→ Extrait choisi:
-=-=-

Ces critères étaient répartis
sur 5 axes :
- ressources humaines
- environnement
- relations client - fournisseur
- relations avec les actionnaires
- relations avec la société civile.
Ces notations sont pondérées
branche par branche, et pour chaque branche, l'entreprise est positionnée
par rapport au meilleur, au médium et au moins bon.
Le choix de l'interlocuteur qui répond aux questions est évidemment
primordial, c'est pourquoi ARESE ne contactait pas seulement les direction
des entreprises, mais aussi des syndicalistes, des ONG etc
C'est un schéma analogue qui est repris par l'officine dirigée
par Mme Notat, avec la différence qu'elle est financée
directement par l'entreprise cotée. (elle propose également
des prestations de consultant afin d'améliorer la notation
)

-=-=-

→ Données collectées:

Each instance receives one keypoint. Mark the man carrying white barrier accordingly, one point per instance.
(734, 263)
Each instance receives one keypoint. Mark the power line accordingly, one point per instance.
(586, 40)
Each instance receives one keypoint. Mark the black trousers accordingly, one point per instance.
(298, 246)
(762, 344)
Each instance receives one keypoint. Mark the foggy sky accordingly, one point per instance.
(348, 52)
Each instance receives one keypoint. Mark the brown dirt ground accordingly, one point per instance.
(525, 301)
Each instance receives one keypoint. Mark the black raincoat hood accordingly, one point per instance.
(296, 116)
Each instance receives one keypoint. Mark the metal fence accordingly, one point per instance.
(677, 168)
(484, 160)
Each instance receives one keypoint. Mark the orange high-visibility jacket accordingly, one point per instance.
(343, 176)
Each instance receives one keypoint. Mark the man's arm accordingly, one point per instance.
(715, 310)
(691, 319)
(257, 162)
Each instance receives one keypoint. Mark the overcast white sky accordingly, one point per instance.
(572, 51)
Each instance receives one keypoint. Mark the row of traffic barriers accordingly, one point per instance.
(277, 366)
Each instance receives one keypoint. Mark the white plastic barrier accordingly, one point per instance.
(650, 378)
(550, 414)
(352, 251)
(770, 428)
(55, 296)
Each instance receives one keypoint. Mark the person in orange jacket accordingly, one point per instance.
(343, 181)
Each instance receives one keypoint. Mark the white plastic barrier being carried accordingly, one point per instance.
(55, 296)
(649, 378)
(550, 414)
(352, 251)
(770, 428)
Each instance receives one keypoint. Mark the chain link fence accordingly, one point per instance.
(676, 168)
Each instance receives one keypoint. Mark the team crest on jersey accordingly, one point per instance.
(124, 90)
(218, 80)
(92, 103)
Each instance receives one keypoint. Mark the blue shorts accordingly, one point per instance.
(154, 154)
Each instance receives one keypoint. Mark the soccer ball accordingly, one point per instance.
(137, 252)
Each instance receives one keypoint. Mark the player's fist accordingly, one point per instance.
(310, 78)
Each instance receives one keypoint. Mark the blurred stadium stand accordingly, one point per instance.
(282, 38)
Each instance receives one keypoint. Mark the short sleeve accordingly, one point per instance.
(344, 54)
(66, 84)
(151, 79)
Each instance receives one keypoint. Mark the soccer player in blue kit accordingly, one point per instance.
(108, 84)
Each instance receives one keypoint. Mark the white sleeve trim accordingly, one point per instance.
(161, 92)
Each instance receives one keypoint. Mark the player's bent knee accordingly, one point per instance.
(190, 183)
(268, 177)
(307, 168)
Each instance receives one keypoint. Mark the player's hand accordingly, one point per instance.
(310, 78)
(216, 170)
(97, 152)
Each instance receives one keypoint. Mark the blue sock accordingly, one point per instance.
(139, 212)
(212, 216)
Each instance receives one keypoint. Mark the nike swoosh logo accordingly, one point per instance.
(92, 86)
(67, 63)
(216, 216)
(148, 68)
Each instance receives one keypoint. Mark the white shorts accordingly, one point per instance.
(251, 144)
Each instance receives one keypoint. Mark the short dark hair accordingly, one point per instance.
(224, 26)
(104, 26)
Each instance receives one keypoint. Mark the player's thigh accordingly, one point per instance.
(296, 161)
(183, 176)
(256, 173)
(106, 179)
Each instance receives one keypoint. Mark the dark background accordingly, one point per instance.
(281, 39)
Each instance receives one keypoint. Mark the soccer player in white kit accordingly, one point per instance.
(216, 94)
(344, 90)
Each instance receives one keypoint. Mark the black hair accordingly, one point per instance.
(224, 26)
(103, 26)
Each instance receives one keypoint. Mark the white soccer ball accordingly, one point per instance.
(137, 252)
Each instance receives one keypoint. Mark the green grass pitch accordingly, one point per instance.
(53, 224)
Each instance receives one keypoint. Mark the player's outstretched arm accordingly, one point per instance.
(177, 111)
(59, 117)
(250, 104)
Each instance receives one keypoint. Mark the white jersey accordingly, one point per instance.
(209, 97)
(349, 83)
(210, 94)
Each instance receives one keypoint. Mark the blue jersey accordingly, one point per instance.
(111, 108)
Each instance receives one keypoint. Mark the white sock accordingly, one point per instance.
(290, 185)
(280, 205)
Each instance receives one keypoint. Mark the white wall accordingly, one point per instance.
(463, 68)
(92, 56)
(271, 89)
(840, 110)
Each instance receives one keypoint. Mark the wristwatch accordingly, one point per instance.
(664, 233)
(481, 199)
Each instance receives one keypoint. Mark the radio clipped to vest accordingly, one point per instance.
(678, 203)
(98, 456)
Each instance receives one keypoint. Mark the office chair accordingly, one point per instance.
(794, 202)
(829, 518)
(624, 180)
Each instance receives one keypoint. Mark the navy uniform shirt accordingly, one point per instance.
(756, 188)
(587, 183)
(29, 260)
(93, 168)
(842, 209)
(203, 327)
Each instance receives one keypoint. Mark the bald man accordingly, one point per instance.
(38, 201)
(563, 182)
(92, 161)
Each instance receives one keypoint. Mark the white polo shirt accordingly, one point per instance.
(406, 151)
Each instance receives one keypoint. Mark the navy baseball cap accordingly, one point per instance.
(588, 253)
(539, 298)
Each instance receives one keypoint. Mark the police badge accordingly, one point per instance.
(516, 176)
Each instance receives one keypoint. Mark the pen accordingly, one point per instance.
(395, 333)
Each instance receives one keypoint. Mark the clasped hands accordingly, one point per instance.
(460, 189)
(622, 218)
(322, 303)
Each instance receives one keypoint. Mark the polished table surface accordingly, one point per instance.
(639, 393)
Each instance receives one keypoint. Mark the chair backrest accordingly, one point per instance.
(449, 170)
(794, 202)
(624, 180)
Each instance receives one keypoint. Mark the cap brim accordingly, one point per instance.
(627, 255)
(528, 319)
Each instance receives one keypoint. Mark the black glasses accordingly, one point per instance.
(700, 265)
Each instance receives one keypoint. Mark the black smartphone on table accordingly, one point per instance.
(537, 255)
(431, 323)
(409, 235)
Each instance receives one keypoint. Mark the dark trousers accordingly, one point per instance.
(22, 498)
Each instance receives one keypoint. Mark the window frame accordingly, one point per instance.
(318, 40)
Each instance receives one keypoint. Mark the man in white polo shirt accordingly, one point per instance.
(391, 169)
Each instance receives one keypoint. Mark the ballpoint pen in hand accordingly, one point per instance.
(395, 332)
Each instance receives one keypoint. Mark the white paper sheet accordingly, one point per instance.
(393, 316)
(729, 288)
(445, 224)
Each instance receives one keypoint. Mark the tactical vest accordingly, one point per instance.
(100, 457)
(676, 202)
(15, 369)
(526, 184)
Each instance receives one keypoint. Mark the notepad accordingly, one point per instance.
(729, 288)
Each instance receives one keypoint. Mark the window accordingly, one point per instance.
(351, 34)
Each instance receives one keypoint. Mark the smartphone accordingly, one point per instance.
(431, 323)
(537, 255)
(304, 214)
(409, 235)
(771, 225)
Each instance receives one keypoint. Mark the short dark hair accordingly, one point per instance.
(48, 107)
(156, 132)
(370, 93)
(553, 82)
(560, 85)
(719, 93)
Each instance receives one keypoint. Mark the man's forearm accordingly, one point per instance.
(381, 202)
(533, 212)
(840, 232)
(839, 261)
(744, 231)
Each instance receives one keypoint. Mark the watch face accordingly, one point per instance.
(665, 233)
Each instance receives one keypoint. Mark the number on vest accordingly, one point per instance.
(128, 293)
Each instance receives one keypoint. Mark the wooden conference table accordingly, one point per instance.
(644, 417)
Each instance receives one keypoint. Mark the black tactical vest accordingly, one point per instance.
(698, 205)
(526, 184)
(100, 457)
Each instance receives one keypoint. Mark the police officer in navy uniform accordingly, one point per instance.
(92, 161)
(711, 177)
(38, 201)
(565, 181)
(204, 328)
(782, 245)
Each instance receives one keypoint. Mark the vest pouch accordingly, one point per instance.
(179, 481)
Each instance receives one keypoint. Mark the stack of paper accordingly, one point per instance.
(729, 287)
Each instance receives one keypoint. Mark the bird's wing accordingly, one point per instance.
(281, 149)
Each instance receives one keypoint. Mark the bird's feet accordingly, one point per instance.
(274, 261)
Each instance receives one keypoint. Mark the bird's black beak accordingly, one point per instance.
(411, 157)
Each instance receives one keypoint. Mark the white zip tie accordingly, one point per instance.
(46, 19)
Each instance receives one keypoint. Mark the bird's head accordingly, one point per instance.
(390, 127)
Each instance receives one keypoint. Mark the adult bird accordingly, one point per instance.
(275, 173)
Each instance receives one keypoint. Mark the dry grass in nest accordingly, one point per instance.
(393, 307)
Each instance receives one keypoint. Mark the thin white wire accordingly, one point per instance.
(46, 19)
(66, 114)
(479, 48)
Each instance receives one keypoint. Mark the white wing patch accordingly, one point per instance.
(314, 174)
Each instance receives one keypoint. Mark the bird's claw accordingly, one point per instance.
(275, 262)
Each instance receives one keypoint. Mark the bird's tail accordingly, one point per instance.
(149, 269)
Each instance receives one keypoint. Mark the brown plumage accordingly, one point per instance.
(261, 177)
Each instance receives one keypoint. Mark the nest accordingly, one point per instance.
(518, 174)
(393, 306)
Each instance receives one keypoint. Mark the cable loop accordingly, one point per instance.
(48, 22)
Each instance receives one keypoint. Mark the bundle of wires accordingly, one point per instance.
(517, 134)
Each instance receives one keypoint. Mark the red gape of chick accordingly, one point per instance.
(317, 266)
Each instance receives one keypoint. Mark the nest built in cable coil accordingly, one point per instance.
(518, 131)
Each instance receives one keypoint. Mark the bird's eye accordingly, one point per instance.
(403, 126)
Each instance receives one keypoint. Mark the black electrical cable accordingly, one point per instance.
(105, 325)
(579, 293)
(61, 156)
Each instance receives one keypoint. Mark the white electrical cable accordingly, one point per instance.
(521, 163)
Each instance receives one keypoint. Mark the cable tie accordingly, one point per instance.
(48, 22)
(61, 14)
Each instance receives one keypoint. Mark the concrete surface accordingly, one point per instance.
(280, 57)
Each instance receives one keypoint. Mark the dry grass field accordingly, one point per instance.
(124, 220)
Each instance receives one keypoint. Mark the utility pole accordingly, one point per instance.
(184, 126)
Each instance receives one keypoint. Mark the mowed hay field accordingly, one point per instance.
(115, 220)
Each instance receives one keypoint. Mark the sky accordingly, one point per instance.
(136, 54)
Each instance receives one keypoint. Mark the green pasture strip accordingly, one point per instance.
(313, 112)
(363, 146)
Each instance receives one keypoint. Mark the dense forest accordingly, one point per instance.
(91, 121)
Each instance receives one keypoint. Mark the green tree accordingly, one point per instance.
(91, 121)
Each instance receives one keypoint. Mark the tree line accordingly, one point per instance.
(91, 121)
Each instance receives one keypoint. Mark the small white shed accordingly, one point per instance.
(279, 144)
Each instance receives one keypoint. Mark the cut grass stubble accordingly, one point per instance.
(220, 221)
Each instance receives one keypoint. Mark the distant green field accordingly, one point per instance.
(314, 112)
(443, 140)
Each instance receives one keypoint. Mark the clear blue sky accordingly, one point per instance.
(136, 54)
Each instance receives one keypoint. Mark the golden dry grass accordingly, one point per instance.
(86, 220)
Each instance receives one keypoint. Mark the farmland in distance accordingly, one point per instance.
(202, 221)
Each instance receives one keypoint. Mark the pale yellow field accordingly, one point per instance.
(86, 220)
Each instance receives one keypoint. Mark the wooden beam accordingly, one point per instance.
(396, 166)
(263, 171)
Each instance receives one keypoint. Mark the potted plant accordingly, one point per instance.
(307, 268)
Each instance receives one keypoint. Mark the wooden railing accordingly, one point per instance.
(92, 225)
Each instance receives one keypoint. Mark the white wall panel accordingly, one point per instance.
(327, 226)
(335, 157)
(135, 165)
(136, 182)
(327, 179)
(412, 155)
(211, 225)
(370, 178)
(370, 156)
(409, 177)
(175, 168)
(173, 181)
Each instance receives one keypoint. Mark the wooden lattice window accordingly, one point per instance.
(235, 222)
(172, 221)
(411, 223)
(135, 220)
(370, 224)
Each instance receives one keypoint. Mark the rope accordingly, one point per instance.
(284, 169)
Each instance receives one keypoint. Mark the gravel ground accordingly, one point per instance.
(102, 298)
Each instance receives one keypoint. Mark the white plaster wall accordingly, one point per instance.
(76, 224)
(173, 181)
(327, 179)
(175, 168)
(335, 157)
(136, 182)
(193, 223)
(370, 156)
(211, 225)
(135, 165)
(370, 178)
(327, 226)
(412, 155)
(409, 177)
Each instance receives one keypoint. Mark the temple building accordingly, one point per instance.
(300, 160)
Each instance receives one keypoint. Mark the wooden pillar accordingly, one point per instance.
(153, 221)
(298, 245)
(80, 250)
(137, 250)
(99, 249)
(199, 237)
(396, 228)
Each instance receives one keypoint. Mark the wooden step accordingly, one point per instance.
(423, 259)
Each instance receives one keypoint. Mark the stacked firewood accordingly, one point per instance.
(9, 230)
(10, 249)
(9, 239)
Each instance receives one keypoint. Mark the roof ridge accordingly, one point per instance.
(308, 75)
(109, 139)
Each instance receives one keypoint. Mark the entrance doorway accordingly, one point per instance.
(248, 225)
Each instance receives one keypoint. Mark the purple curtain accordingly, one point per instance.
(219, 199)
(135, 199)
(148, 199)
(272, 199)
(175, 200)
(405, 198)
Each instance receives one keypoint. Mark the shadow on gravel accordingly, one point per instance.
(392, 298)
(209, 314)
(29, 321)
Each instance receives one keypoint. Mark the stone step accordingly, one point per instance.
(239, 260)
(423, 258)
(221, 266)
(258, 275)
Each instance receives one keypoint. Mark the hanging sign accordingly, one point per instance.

-=-=-

→ Consignes:
• 1. D'après l'extrait sur la notation des entreprises, sur combien d'axes les critères étaient-ils répartis ?
• 2. Recopiez le passage de l'extrait sur la notation des entreprises compris entre « Ces notations sont » et « au moins bon. », ces deux bornes incluses.
• 3. Prolongez l'extrait sur la notation des entreprises à partir de l'endroit où il s'arrête.

→ Réponses par consigne:
• 1. Ils étaient répartis sur 5 axes.

• 2.
Ces notations sont pondérées
branche par branche, et pour chaque branche, l'entreprise est positionnée
par rapport au meilleur, au médium et au moins bon.

• 3.
Dans le cas des cabinets anglo-saxons, on ne peut exclure le règne
d'un certain chauvinisme, et l'apparition de critères dont le
choix n'a d'autres but que d'exclure les entreprises qui sortent de
leur zone propre.
Certaines agences de notation incluent également au niveau des
ressources humaines l'existence d'associations
d'actionnaires salariés et leur représentation
aux conseils d'administration. (ce qui fait mieux comprendre le fait
que certaines directions sont plutôt favorable à la création
de telles associations, tout en déniant toute possibilité
de représentation de celles-ci au niveau des AG). Si Rhône-Poulenc
avait des administrateurs salariés au CA, (suite à la
nationalisation) ce n'est plus le cas à RHODIA, le PDG y étant
opposé, sous prétexte de l'envergure internationale du
groupe
Il a tout de même nommé un actionnaire salarié
Brésilien (qui a un poste de direction générale
d'une filiale dans ce pays)
Il devient aussi à la mode pour les entreprises
de faire éditer des plaquettes vantant leur attachement à
l'environnement et au "développement durable".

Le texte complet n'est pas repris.